Today, Ambient Music is a lively and very diverse trend. Here are some album reviews to shine a light on artists or albums maybe too little known, or which in any case deserve a special mention because of the truly creative dimension of their music: Chronotope project, Stephen Parsick, Proton Kinoun / Kasper Weensgaard, Pjusk and a Steve Roach’s album, The Delicate Forever.
Chronotope Project – Event Horizon – Passages
The current ambient trends shape the music of tomorrow with the instruments of today, especially in avoiding the immoderate or systematic use of the sequencer in a Berlin school fashion. The quest for new and often strange ambiences is rooted in very sophisticated soundscape research, in a minimal aesthetic depicting inhabited universes, presences simply suggested but as tangible as a dream.
This remarkable economy of means, art of saying a lot with very little, is pushed very far by Jeffrey Ericson Allen, whose Chronotope Project sows small jewels on a prolific and living stage. The albums “Event Horizon” (2013) and “Passages” (2016) illustrate this. Beyond the clearly perceptible influence of Steve Roach, each album has a deep sense of unity, melodies being more present in the first one. The track “Geosynchronous” is based on a melody of two simple notes repeated as the strong construction of the climate goes on.
Passages” exposes a considerable evolution of the composer towards pure atmospheres whose simplicity remains illusory. The evolution of the sound context of each of these long pieces invades the listener and builds a bewitching inner appeasement. Evocative climates tend to timelessness by the often allusive use of traditional percussions or melodic fragments that suffice to summon an imaginary shaman, a tribal musician whose shadow floats above a universe of real and living dreams.

#### Material:
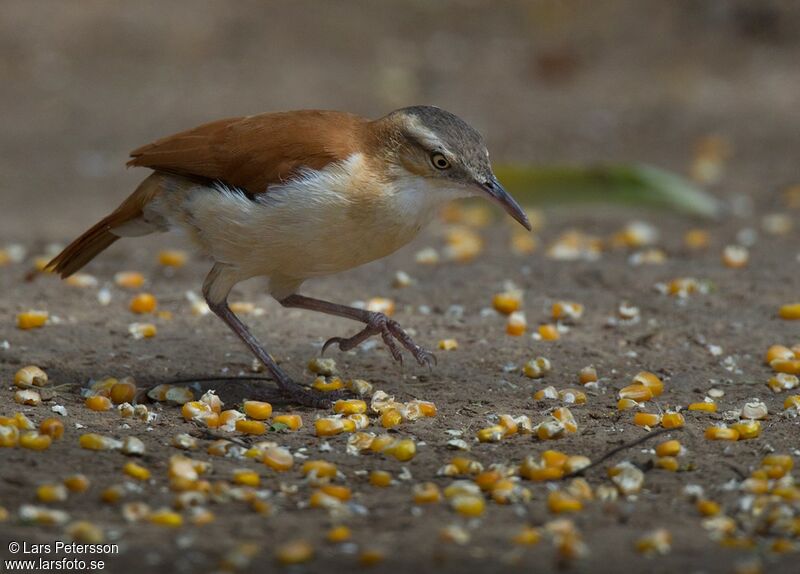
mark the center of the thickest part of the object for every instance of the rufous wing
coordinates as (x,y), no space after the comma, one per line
(254,152)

#### Your instructions:
Write the next part of the ambient album reviews, picking up right after their final sentence.

#### Output for this task:
[`Ramp], Oughtibridge (2005)
It begins like drone music. Powerful ambiences, largely improvised, stage a very controlled minimalist expression: minute details, harmonic alterations, subtle sound effects take their full meaning in their discretion and show the mutual listening of two musicians who transport their audience to a gloomy and disturbing world. This universe gradually gains in urgency as in blackness through the stretching of haunting and secret atmospheres. When the music dissipates, it becomes the most tense, unlike everything that is considered crescendo: it is the expressive richness of the ambient, which builds a universe all the more inhabited that we approach silence. But everything explodes in the very surprising use of the sequencer at the third of the album, as the summit of contrasts and tensions invade the listener: « Tool », but also « Spinegrinder » near the closing of the album, which exposes melodic elements very convincing and always very dark.
The cover of the album is like the music itself: an apparent desert that can conceal anything, particularly if an old and strange device is listening in the void to something very unlikely but absolutely real.
Spontaneous creation of musicians who claim the label “Doombient”, this music is the work of Frank Makowski (electronics, sampling, tools, sequencing) and Stephen Parsick (electronics, atmospherics, tools, sequencing), improvising the construction of deeply personal soundscapes. Steve Roach wrote a review of this album.
Proton Kinoun, Apeiron (2008).
Apeiron (ἄπειρον) is a Greek word meaning “(that which is) unlimited,” “boundless”, “infinite”, or “indefinite”. Anaximander believed the beginning or ultimate reality (arche) is eternal and infinite, or boundless (apeiron), subject to neither old age nor decay, which perpetually yields fresh materials from which everything we can perceive is derived. (Wikipedia).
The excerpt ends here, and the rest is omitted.